▶ Aim
Convert each non-blank line of the data below into a Markdown table with the columns Row and Text, numbering the lines in order and leaving the pictures out.

# # # # #

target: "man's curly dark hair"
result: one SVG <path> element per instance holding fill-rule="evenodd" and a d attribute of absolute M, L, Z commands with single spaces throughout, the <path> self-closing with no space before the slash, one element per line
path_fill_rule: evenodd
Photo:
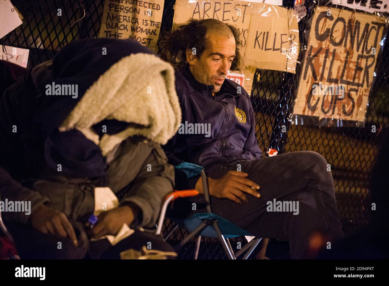
<path fill-rule="evenodd" d="M 217 27 L 214 25 L 217 23 L 216 21 L 220 22 L 216 26 L 222 27 L 225 25 L 230 28 L 235 38 L 235 54 L 237 56 L 232 61 L 230 70 L 239 69 L 242 59 L 238 47 L 241 43 L 238 30 L 233 26 L 214 19 L 192 19 L 172 32 L 165 32 L 158 44 L 158 53 L 161 58 L 170 63 L 175 68 L 181 68 L 187 62 L 186 54 L 187 49 L 191 50 L 196 48 L 196 56 L 200 58 L 207 44 L 207 32 L 210 30 L 217 30 Z"/>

# # # # #

▶ Task response
| Row | Text |
|---|---|
| 1 | target: "man's curly dark hair" |
| 2 | result: one SVG <path> element per instance holding fill-rule="evenodd" and a d attribute of absolute M, L, Z commands with single spaces throughout, the <path> self-closing with no space before the slash, one element per line |
| 3 | path_fill_rule: evenodd |
| 4 | Photo: |
| 5 | <path fill-rule="evenodd" d="M 217 27 L 214 25 L 217 23 L 216 21 L 220 22 L 216 26 L 222 27 L 225 25 L 230 28 L 235 38 L 235 54 L 237 56 L 232 61 L 230 70 L 239 69 L 242 59 L 238 47 L 241 43 L 238 30 L 233 26 L 214 19 L 192 19 L 172 32 L 165 32 L 158 44 L 158 53 L 161 58 L 170 63 L 175 68 L 181 68 L 187 62 L 186 54 L 187 49 L 191 50 L 196 48 L 196 56 L 200 58 L 207 44 L 207 32 L 210 30 L 217 30 Z"/> |